* _Brano di partenza_
····················

13. Le commissioni di affidamento
Il ricorrente, titolare di un’apertura di credito in conto corrente, contestava l’addebito da parte dell’intermediario di voci di costo ulteriori rispetto alla commissione sul fido accordato, in violazione della regola di onnicomprensività prevista dalla normativa. L’ABF, dopo avere richiamato gli orientamenti di vigilanza sulla remunerazione di affidamenti e sconfinamenti emanati dalla Banca d’Italia, ha chiarito che gli intermediari possono applicare commissioni ulteriori rispetto a quella onnicomprensiva solo se queste remunerano servizi diversi da quelli strumentali all’operatività dell’apertura di credito.
14. Le commissioni di sconfinamento: le commissioni di istruttoria veloce
In un caso il ricorrente, titolare di un conto corrente al quale era agganciata un’apertura di credito, ha contestato le modalità di applicazione della commissione di istruttoria veloce da parte dell’intermediario, rilevando l’automatismo con cui erano effettuati gli addebiti (in media, uno ogni 5 o 6 giorni). Secondo l’ABF, l’applicazione della CIV è legittima se l’intermediario dimostra: (a) di avere effettivamente svolto un’attività istruttoria sul merito creditizio del cliente per consentire lo sconfinamento; (b) che il costo dell’istruttoria è commisurato a quello medio effettivamente sostenuto dall’intermediario per lo svolgimento dell’attività; (c) di avere compiuto l’istruttoria veloce per ogni singola applicazione della CIV. Su quest’ultimo aspetto, un indice presuntivo dell’assenza di un’effettiva attività istruttoria da parte della banca consiste nella molteplicità di addebiti CIV a breve distanza l’uno dall’altro (ad es. con cadenza giornaliera o settimanale).
15. Lo ius variandi
L’ABF ha richiamato il proprio consolidato orientamento secondo cui l’art. 118 TUB, che consente all’intermediario di modificare unilateralmente le condizioni contrattuali, presuppone che la proposta di modifica riguardi una clausola già presente nel contratto: non è invece possibile introdurre clausole nuove. Nel caso esaminato l’ABF ha pertanto dichiarato illegittima l’applicazione di una nuova commissione, introdotta con una comunicazione denominata “Proposta di modifica unilaterale”, in quanto la commissione non era presente nel contratto originario.

····················

* _Compito assegnato 1_
Nel brano sulle decisioni dell’ABF, sostituisci "consolidato orientamento" con "costante indirizzo" nel passo che parte da "15. Lo ius variandi" e arriva a "nel contratto originario.", poi riporta il passo così modificato.
* _Compito assegnato 2_
Secondo il brano sulle decisioni dell’ABF, quale articolo del TUB consente all’intermediario di modificare unilateralmente le condizioni contrattuali?
* _Compito assegnato 3_
Scrivi il seguito del brano sulle decisioni dell’ABF in materia di commissioni.

····················

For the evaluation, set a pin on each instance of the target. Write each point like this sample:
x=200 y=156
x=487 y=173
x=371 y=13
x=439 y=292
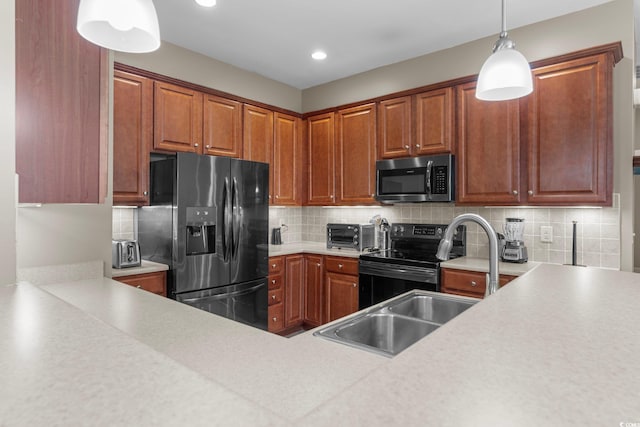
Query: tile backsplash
x=598 y=229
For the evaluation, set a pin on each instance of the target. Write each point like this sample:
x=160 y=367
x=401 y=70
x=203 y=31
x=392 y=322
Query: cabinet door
x=321 y=160
x=394 y=128
x=342 y=295
x=294 y=290
x=488 y=156
x=222 y=127
x=434 y=122
x=356 y=154
x=132 y=137
x=177 y=122
x=61 y=106
x=286 y=158
x=313 y=296
x=257 y=134
x=569 y=133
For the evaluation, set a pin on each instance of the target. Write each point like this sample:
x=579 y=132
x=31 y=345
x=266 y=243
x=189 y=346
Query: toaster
x=125 y=253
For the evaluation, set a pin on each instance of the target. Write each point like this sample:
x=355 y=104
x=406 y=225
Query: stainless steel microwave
x=351 y=236
x=416 y=179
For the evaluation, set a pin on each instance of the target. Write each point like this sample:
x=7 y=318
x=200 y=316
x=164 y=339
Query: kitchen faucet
x=445 y=247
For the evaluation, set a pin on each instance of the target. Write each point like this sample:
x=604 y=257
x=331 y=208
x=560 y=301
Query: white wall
x=183 y=64
x=7 y=144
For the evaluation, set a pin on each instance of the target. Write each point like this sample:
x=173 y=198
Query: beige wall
x=7 y=144
x=174 y=61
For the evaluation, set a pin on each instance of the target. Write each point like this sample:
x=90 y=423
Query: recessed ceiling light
x=318 y=55
x=206 y=3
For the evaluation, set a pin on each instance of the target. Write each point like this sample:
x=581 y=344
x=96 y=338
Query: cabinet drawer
x=152 y=282
x=342 y=265
x=276 y=264
x=275 y=296
x=276 y=281
x=468 y=283
x=276 y=317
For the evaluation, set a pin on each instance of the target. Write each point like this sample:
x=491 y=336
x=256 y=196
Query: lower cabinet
x=341 y=287
x=468 y=283
x=152 y=282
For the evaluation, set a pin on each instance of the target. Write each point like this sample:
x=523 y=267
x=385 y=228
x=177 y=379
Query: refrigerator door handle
x=236 y=219
x=226 y=229
x=225 y=296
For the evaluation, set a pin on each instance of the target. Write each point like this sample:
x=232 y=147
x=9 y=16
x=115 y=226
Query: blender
x=514 y=249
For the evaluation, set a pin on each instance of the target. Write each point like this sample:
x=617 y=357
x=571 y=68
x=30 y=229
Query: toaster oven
x=351 y=236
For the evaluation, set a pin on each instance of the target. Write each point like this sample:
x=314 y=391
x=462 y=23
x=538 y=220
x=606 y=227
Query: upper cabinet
x=356 y=154
x=416 y=125
x=222 y=126
x=61 y=107
x=321 y=159
x=177 y=118
x=553 y=147
x=287 y=154
x=569 y=133
x=488 y=155
x=132 y=137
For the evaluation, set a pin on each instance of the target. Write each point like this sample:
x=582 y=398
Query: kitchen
x=88 y=227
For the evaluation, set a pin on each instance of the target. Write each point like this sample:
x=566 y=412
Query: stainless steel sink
x=392 y=326
x=439 y=309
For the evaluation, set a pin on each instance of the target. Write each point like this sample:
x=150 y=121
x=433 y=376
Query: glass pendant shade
x=122 y=25
x=506 y=74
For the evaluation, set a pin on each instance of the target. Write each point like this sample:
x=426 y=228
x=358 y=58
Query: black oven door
x=380 y=281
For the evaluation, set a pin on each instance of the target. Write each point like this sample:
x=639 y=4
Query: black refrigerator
x=208 y=220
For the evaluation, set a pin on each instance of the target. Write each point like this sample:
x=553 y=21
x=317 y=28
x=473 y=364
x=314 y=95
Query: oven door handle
x=404 y=272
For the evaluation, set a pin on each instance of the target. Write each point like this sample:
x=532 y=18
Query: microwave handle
x=428 y=177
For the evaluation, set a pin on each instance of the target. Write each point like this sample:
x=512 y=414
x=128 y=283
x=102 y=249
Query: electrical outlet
x=546 y=234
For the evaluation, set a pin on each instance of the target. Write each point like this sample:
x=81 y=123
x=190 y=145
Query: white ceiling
x=275 y=38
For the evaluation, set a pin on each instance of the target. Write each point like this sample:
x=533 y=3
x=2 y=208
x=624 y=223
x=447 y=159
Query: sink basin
x=392 y=326
x=389 y=333
x=437 y=309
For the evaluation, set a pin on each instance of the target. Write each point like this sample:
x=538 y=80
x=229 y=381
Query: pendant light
x=506 y=74
x=123 y=25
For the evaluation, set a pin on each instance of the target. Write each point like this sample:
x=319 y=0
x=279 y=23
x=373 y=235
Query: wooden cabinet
x=468 y=283
x=320 y=162
x=434 y=122
x=177 y=124
x=61 y=107
x=132 y=138
x=416 y=125
x=356 y=155
x=294 y=290
x=569 y=122
x=276 y=294
x=222 y=126
x=341 y=287
x=287 y=154
x=395 y=128
x=314 y=290
x=153 y=282
x=488 y=155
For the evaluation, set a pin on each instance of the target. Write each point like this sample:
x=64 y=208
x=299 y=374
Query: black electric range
x=410 y=263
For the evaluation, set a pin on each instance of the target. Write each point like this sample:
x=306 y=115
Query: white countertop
x=145 y=267
x=558 y=346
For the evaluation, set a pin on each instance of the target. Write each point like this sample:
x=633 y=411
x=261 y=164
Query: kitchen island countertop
x=558 y=346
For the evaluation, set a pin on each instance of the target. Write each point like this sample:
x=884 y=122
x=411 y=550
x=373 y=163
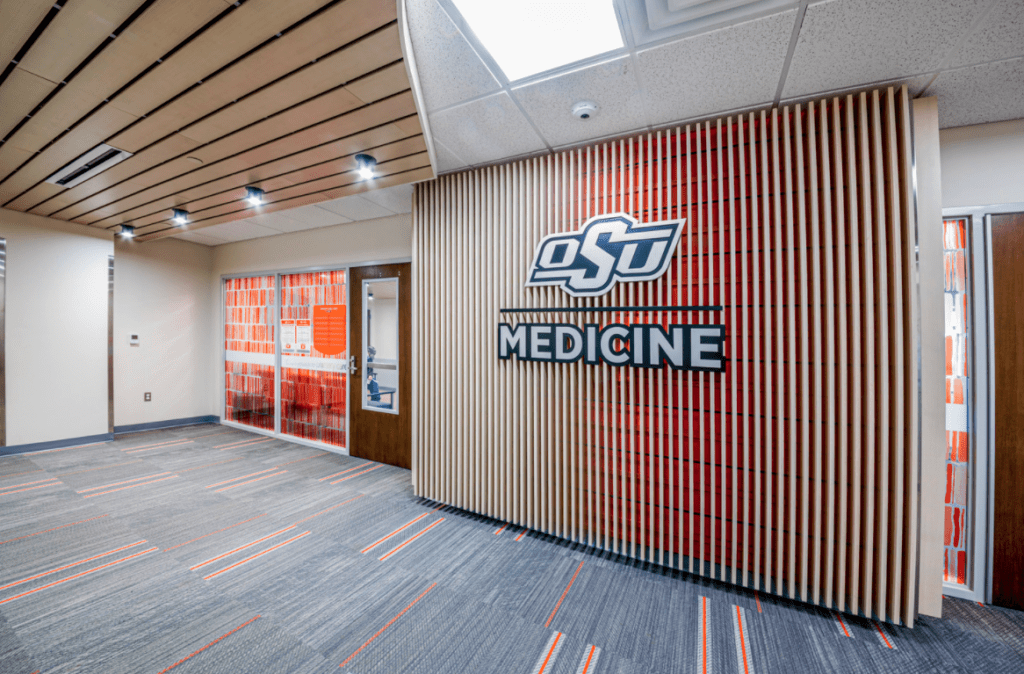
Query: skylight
x=526 y=37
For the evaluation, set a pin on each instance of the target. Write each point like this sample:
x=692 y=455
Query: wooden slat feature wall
x=795 y=471
x=210 y=96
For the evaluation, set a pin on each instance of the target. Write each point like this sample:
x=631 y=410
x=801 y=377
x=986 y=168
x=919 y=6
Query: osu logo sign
x=606 y=249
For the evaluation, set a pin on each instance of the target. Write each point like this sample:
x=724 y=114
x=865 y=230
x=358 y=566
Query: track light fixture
x=366 y=165
x=254 y=196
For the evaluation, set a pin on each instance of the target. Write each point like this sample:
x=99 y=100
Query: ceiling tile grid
x=210 y=95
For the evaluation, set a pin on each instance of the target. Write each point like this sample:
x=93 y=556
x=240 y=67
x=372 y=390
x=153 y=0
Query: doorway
x=1008 y=337
x=380 y=364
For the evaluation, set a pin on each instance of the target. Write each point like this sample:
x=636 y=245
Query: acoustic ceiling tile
x=734 y=68
x=397 y=199
x=992 y=92
x=450 y=69
x=485 y=130
x=611 y=85
x=844 y=43
x=355 y=208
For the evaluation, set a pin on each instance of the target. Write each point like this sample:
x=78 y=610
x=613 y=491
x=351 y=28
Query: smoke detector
x=584 y=110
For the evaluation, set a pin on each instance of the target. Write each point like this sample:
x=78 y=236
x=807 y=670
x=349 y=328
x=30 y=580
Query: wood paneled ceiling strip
x=414 y=175
x=244 y=28
x=229 y=90
x=394 y=158
x=203 y=196
x=236 y=158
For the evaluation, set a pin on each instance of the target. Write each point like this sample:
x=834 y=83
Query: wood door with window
x=1008 y=320
x=381 y=391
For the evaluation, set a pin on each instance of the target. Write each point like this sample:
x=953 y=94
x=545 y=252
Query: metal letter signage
x=606 y=249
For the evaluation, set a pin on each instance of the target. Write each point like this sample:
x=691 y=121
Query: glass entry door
x=287 y=371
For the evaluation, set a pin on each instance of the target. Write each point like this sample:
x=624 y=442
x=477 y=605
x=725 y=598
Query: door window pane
x=313 y=355
x=249 y=350
x=380 y=345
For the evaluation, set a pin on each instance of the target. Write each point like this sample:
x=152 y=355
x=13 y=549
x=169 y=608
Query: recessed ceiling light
x=254 y=196
x=526 y=38
x=366 y=165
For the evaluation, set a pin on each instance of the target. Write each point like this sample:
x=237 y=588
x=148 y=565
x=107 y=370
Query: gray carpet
x=207 y=549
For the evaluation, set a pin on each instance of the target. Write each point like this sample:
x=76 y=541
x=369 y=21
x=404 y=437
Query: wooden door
x=381 y=411
x=1008 y=313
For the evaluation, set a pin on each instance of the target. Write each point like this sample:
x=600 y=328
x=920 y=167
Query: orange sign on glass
x=329 y=329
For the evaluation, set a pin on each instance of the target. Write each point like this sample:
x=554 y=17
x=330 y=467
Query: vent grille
x=95 y=161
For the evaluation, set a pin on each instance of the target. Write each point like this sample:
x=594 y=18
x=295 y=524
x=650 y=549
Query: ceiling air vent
x=95 y=161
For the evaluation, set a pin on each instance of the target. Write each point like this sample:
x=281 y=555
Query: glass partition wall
x=286 y=371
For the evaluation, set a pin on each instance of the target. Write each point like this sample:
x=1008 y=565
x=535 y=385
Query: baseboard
x=169 y=423
x=55 y=445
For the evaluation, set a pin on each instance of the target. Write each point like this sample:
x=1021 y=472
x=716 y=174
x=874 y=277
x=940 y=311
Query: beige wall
x=163 y=294
x=56 y=313
x=983 y=164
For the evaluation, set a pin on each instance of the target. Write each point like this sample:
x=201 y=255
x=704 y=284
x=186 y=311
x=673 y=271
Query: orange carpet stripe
x=402 y=528
x=547 y=659
x=142 y=447
x=238 y=447
x=212 y=533
x=29 y=489
x=26 y=472
x=74 y=563
x=390 y=623
x=250 y=481
x=432 y=524
x=379 y=465
x=10 y=487
x=240 y=477
x=85 y=573
x=218 y=639
x=883 y=635
x=347 y=470
x=54 y=529
x=562 y=598
x=704 y=634
x=842 y=624
x=164 y=447
x=258 y=554
x=125 y=481
x=742 y=641
x=306 y=459
x=89 y=470
x=330 y=509
x=247 y=545
x=207 y=465
x=590 y=658
x=121 y=489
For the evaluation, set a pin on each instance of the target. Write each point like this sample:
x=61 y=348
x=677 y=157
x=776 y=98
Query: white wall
x=56 y=313
x=982 y=164
x=162 y=292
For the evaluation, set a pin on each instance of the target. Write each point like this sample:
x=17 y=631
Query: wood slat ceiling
x=210 y=96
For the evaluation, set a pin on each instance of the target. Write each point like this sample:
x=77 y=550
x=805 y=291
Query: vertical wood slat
x=596 y=454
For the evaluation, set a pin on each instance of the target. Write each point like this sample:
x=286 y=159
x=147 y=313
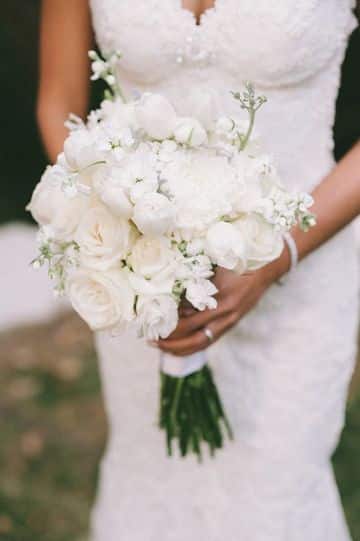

····················

* _Risposta attesa 1_
15. Lo ius variandi
L’ABF ha richiamato il proprio costante indirizzo secondo cui l’art. 118 TUB, che consente all’intermediario di modificare unilateralmente le condizioni contrattuali, presuppone che la proposta di modifica riguardi una clausola già presente nel contratto: non è invece possibile introdurre clausole nuove. Nel caso esaminato l’ABF ha pertanto dichiarato illegittima l’applicazione di una nuova commissione, introdotta con una comunicazione denominata “Proposta di modifica unilaterale”, in quanto la commissione non era presente nel contratto originario.

* _Risposta attesa 2_
L’art. 118 TUB.

* _Risposta attesa 3_
Il ricorrente aveva disconosciuto un’operazione fraudolenta consistente in un prelievo “extra plafond” effettuata allo sportello in seguito alla sottrazione della sua carta. Questa tipologia di prelievo, che consente di superare il massimale giornaliero, non era originariamente prevista nel contratto ed era stata introdotta dalla banca con una proposta di modifica unilaterale del contratto. Il cliente precisava di averne avuto notizia soltanto dalla documentazione trasmessa in occasione dell’invio della nuova carta. L’ABF, richiamando la normativa, ha ritenuto che funzionalità come quella di “prelievo extra” possano essere introdotte mediante modifica unilaterale del contratto a condizione che: (a) la facoltà di modifica sia prevista dal contratto; (b) la modifica venga comunicata per iscritto al cliente con un preavviso di almeno due mesi rispetto alla data di applicazione indicata nella proposta, specificando che il cliente ha diritto di recedere senza spese; (c) sussista un giustificato motivo. Il Collegio ha quindi accolto il ricorso, osservando che la comunicazione inviata al cliente non riportava la data a partire dalla quale il nuovo servizio sarebbe stato operativo, né tantomeno evidenziava il diritto del cliente di recedere dal contratto.
16. La clausola floor
In un caso il ricorrente riteneva che l’inserimento in un contratto di mutuo di una clausola floor avrebbe imposto di qualificare il contratto come un derivato implicito, con applicazione della disciplina del Testo unico finanziario (TUF) e degli obblighi di fornire adeguata informativa precontrattuale al cliente; il cliente contestava inoltre la vessatorietà della clausola.
L’ABF, confermando i precedenti orientamenti sul punto, ha affermato che la presenza di una clausola floor non comporta la qualificazione del contratto come derivato implicito, ma costituisce un mero elemento di determinazione del tasso. Dopo avere rilevato che la clausola floor non può essere considerata vessatoria se è formulata, come nel caso oggetto del ricorso, in modo chiaro e comprensibile, l’Arbitro ha quindi respinto il ricorso.
17. L’usura in ambito bancario
Il Collegio di coordinamento ha esaminato il tema dell’inclusione degli oneri assicurativi nel calcolo del TEG per i finanziamenti stipulati negli anni 2012-2013, periodo in cui erano vigenti le Istruzioni per la rilevazione dei TEGM emanate dalla Banca d’Italia nell’agosto 2009. Il Collegio ha ricordato che, in applicazione delle istruzioni, la polizza assicurativa deve essere inserita nel calcolo del TEG quando è collegata all’operazione di finanziamento e che il collegamento è presunto quando: (a) la polizza ha ad oggetto la copertura del credito; (b) i due contratti sono stipulati contestualmente e hanno pari durata; (c) l’indennizzo assicurativo è parametrato al debito residuo.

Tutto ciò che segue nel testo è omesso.